Restate the entire listing word for word.

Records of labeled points

Start

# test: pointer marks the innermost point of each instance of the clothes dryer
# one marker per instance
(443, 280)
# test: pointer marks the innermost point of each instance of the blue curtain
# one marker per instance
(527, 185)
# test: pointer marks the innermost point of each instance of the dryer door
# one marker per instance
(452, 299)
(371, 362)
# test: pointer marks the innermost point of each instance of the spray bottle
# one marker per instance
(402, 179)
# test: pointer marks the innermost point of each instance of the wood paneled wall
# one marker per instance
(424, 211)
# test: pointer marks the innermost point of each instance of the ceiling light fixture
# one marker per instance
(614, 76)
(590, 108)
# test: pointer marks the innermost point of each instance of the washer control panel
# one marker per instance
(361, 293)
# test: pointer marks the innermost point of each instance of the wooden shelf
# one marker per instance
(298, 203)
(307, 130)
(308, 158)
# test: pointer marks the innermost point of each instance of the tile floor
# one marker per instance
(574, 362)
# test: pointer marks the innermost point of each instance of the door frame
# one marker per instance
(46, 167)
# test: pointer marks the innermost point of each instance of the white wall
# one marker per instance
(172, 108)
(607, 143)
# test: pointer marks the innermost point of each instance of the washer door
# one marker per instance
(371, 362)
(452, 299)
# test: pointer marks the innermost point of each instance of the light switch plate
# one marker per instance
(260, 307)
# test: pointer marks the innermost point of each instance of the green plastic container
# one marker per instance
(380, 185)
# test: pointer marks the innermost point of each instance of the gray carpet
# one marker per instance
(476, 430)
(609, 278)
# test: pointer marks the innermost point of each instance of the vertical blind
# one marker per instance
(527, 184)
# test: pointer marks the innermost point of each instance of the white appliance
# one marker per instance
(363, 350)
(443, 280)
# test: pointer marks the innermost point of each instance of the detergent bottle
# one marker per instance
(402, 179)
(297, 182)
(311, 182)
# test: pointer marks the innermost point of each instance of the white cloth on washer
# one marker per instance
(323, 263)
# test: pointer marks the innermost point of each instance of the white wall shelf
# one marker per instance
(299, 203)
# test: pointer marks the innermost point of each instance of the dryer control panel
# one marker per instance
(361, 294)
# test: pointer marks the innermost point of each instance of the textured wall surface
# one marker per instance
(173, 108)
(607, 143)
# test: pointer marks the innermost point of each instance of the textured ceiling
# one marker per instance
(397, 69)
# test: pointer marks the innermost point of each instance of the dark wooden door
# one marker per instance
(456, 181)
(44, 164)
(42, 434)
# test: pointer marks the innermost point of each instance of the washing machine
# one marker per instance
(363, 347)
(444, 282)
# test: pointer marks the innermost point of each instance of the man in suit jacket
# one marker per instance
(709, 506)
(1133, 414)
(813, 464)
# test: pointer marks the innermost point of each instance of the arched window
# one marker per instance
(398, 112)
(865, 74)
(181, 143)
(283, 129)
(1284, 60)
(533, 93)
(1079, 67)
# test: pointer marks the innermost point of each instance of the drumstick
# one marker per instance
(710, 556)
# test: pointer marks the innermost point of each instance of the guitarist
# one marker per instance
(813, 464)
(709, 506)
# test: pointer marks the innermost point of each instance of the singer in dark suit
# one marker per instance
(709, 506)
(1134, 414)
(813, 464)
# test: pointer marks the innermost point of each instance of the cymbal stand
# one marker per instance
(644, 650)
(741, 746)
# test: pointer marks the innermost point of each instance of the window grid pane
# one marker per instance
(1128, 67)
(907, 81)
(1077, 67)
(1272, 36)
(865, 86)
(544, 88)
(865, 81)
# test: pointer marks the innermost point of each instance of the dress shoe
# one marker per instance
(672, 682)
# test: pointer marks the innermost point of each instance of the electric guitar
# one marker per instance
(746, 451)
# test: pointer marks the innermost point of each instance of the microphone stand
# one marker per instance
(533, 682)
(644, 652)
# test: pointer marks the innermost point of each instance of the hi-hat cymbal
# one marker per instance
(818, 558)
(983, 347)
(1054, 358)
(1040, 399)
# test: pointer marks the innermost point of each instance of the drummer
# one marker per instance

End

> Correct answer:
# test: pointer marks the innermost point of each instance of the clothes dryer
# one marker per instance
(443, 280)
# test: pointer marks the innermost point of each instance of the blue curtain
# one marker per instance
(527, 185)
# test: pointer marks the innermost point of each instance of the dryer door
# one marker per instance
(452, 299)
(371, 362)
# test: pointer marks the innermost point of each instance of the spray bottle
# one marker per instance
(402, 179)
# test: pointer marks the innermost point of each instance of the wood paneled wall
# one marker per instance
(424, 211)
# test: pointer marks the innermost point of each instance of the ceiling light fixture
# one marker per instance
(614, 76)
(590, 108)
# test: pointer marks the innermost point of each instance of the washer control panel
# one marker per instance
(361, 293)
# test: pointer marks the innermost point of each instance of the wooden shelf
# one marker per instance
(298, 203)
(307, 130)
(308, 158)
# test: pointer marks the innermost point of each instance of the tile floor
# one marker per instance
(574, 362)
# test: pointer marks the innermost point of each instance of the door frame
# one marker per instance
(46, 167)
# test: pointer marks the innermost point of each instance of the white wall
# one marker per instance
(172, 108)
(607, 143)
# test: pointer marks the innermost point of each instance of the washer door
# one marker per instance
(371, 362)
(452, 299)
# test: pointer marks the innermost point of each instance of the light switch plate
# one marker per instance
(260, 307)
# test: pointer marks the innermost point of each instance of the green plastic container
# one marker per instance
(380, 185)
# test: pointer marks the innermost point of each instance of the gray carpet
# one marker per instance
(476, 430)
(609, 278)
# test: pointer marks the innermost point of each instance of the vertical blind
# one marker per instance
(527, 184)
# test: pointer marks the innermost point of each instance of the white appliance
# one marker per instance
(363, 350)
(443, 280)
# test: pointer marks the innermost point of each instance of the detergent bottle
# one marker per instance
(402, 179)
(297, 182)
(311, 182)
# test: pointer marks the innermost point of each instance of the white cloth on washer
# one marker per instance
(323, 263)
# test: pointer marks the innermost point of each instance of the white wall shelf
# one marker per instance
(299, 203)
# test: pointer marks the innermost point of each instance of the dryer control panel
# one marker per instance
(361, 294)
# test: pointer marks the innermost point of each instance of the textured wall surface
# one marker per instance
(173, 108)
(607, 143)
# test: pointer marks the innermost point of each instance of the textured ceiling
# one marker per instance
(397, 69)
# test: pointer marks the innermost point of each instance of the dark wooden door
# one marker per instance
(456, 181)
(44, 164)
(42, 434)
# test: pointer marks the innermost point of each instance of the washing machine
# one marker per instance
(363, 347)
(444, 282)
# test: pointer marks the innermost point of each instance of the man in suit jacket
# one marker per instance
(709, 506)
(1133, 414)
(813, 464)
# test: pointer marks the innermost point of each instance of the arched window
# one marker per instance
(398, 112)
(865, 74)
(181, 143)
(283, 129)
(1284, 60)
(533, 93)
(1079, 67)
# test: pointer marks the innermost point of each instance of the drumstick
# one marker per instance
(710, 556)
# test: pointer marks the innermost point of each instance of the guitarist
# one marker per instance
(813, 464)
(709, 506)
# test: pointer marks the innermost point of each instance of the singer in dark suit
# one marker per instance
(709, 506)
(1134, 414)
(813, 464)
# test: pointer marks the innermost point of each instance of the cymbal stand
# one marker per instance
(644, 650)
(741, 746)
# test: pointer marks the innermost point of each instance of the window grid pane
# one marker per instance
(1128, 67)
(907, 81)
(1077, 67)
(1272, 36)
(865, 86)
(544, 88)
(865, 81)
# test: pointer marks the innermost point of each instance of the dress shoe
# one marker per instance
(672, 682)
# test: pointer marks the innermost point of each instance of the electric guitar
# one marker per instance
(746, 451)
# test: pointer marks the innermost point of each instance of the microphone stand
# one marker per instance
(533, 682)
(644, 652)
# test: pointer marks the innermost point of each instance of the hi-hat cymbal
# one marker per instance
(818, 558)
(983, 347)
(1054, 358)
(1040, 399)
# test: pointer marks the innermost point of each instance of the drummer
# one marker per instance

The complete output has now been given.